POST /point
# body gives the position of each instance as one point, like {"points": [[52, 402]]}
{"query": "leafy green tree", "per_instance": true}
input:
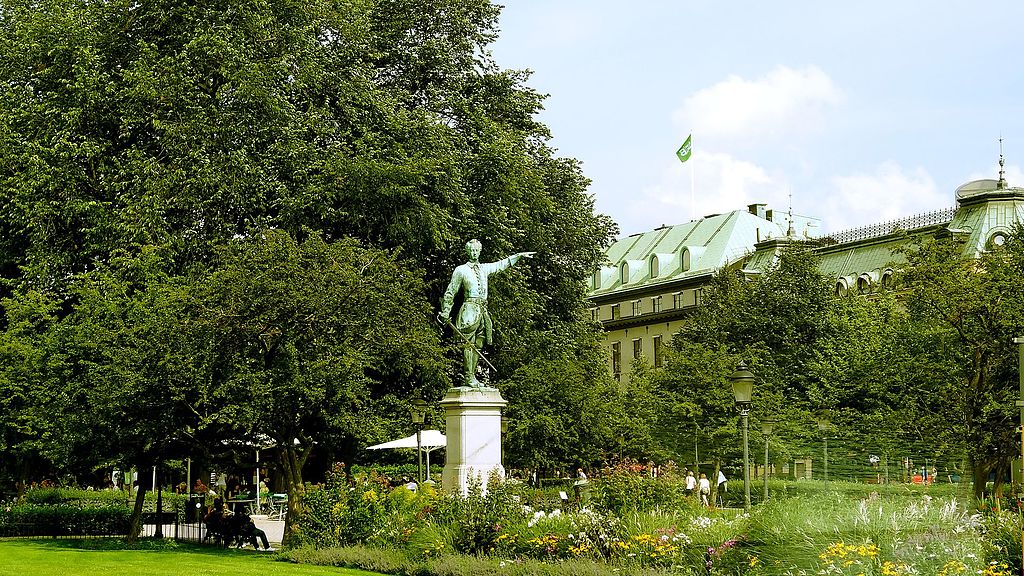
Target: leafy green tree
{"points": [[309, 343], [178, 128], [970, 310]]}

### [Task objective]
When the listing is transcribed, every line must match the original exactly, and the pictures must be left out.

### [Response]
POST /point
# body gives the position of each instance as one point, like {"points": [[52, 402]]}
{"query": "leafy green tree", "per_instance": true}
input:
Target: leafy green tree
{"points": [[309, 343], [178, 128], [970, 310]]}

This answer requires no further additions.